━━━ Material to process

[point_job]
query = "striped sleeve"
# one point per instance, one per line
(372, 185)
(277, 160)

━━━━━━

Instructions for the task: Write each entry out again. Do not change a word.

Reply to the exercise:
[point_job]
query = "striped sleeve"
# one point per instance, one per line
(372, 185)
(277, 160)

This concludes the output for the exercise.